Aim: Your task is to transcribe all the entries exactly, excluding pictures.

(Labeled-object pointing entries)
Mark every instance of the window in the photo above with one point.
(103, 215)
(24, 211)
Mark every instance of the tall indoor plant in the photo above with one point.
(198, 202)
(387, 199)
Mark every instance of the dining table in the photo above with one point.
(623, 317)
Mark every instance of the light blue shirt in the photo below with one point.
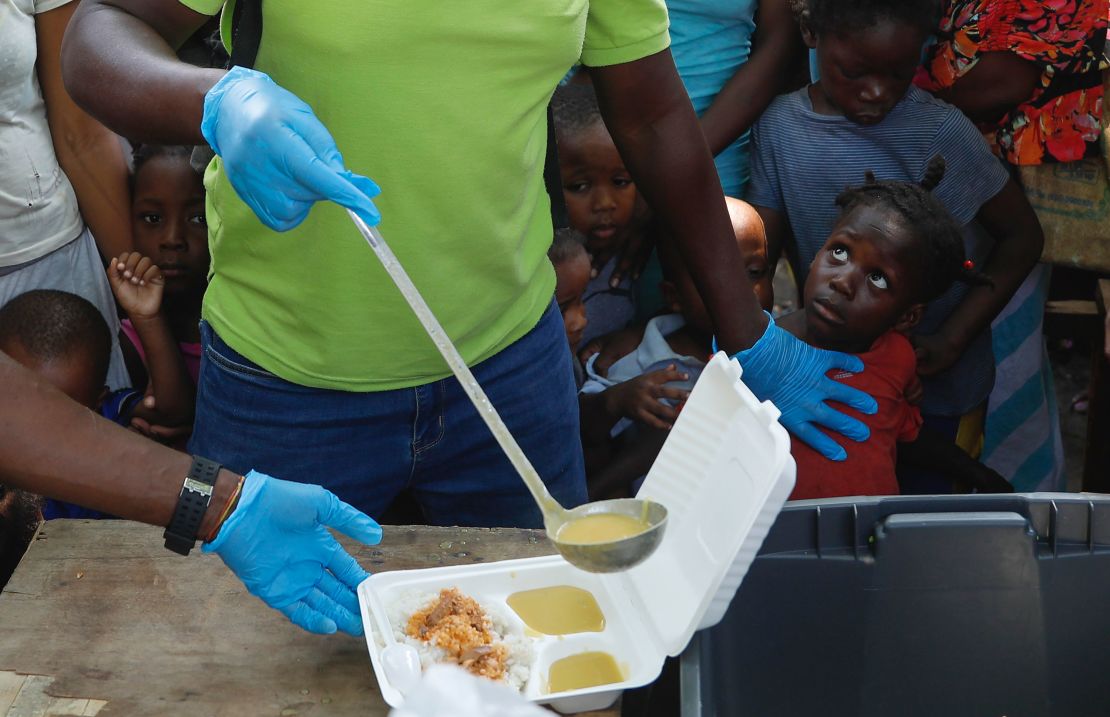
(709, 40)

Task answer:
Mark every instance of the window in the photo above with one point.
(103, 215)
(24, 211)
Mark every instance of the tall indoor plant in the photo above with one point.
(198, 202)
(387, 199)
Mark every instance of the dining table in the photo above with one point.
(623, 317)
Mark every instance of the light blue shirt in the photo below with one point.
(709, 40)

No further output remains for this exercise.